* 要做的事
把讲美国锡安主义的原文从含有“1914年第一次世界大战爆发”的地方开始,到“盟的领导职务,才使这场权力之争告一段落。”为止,重新写一遍。写的时候把里面的“布兰代斯”都改成“布兰戴斯”。

1914年第一次世界大战爆发时,美国锡安主义者联盟登记的成员只有7000—12000人,只占当时美国300万犹太人中很小的一部分。被称为“人民律师”的路易斯·布兰代斯成为美国锡安主义的领导人。布兰代斯的领导对锡安主义在美国的发展起到了主要的催化作用,他以积极的作风,提高了锡安主义的组织效率,锡安主义的领导层和财力比以往急剧增强。他的个人身份也给予了锡安主义运动持久的合法性,1916年,布兰代斯成为美国最高法院的第一任犹太大法官,更增加了对这种合法性的保障。布兰代斯是一个世俗化的犹太人,他的支持使锡安主义运动被更多的人所接受,使锡安主义在美国获得了前所未有的地位。许多世俗化的美国犹太人在锡安主义中找到了一条将他们的进步理想和在一定程度上仍潜藏于内心的犹太情结相结合的方式。锡安主义以一种大众宗教的形式而成为了统一这些世俗犹太人的宗教,同时也成为团结各派不同宗教派别犹太人的一面旗帜。布兰代斯曾说:“要想做优秀的美国人,我们必须是更优秀的犹太人;而要做更优秀的犹太人,我们必须成为锡安主义者。”[11]在他的不懈努力下,美国的锡安主义组织发展到15万人。(www.xing528.com)

在第一次世界大战期间,布兰代斯领导成立了一个处理锡安主义事务的临时执行委员会,向交战各国照会,保护东欧犹太人,保全和建设巴勒斯坦的犹太定居点。不过,美国犹太人在一战期间经历了一场激烈的派别斗争,布兰代斯被迫辞去美国犹太代表大会和锡安主义者联盟的领导职务,才使这场权力之争告一段落。

* 清单
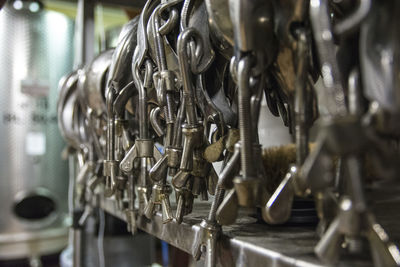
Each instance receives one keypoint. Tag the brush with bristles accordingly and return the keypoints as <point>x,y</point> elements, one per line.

* 正确答案
1914年第一次世界大战爆发时,美国锡安主义者联盟登记的成员只有7000—12000人,只占当时美国300万犹太人中很小的一部分。被称为“人民律师”的路易斯·布兰戴斯成为美国锡安主义的领导人。布兰戴斯的领导对锡安主义在美国的发展起到了主要的催化作用,他以积极的作风,提高了锡安主义的组织效率,锡安主义的领导层和财力比以往急剧增强。他的个人身份也给予了锡安主义运动持久的合法性,1916年,布兰戴斯成为美国最高法院的第一任犹太大法官,更增加了对这种合法性的保障。布兰戴斯是一个世俗化的犹太人,他的支持使锡安主义运动被更多的人所接受,使锡安主义在美国获得了前所未有的地位。许多世俗化的美国犹太人在锡安主义中找到了一条将他们的进步理想和在一定程度上仍潜藏于内心的犹太情结相结合的方式。锡安主义以一种大众宗教的形式而成为了统一这些世俗犹太人的宗教,同时也成为团结各派不同宗教派别犹太人的一面旗帜。布兰戴斯曾说:“要想做优秀的美国人,我们必须是更优秀的犹太人;而要做更优秀的犹太人,我们必须成为锡安主义者。”[11]在他的不懈努力下,美国的锡安主义组织发展到15万人。(www.xing528.com)

在第一次世界大战期间,布兰戴斯领导成立了一个处理锡安主义事务的临时执行委员会,向交战各国照会,保护东欧犹太人,保全和建设巴勒斯坦的犹太定居点。不过,美国犹太人在一战期间经历了一场激烈的派别斗争,布兰戴斯被迫辞去美国犹太代表大会和锡安主义者联盟的领导职务,才使这场权力之争告一段落。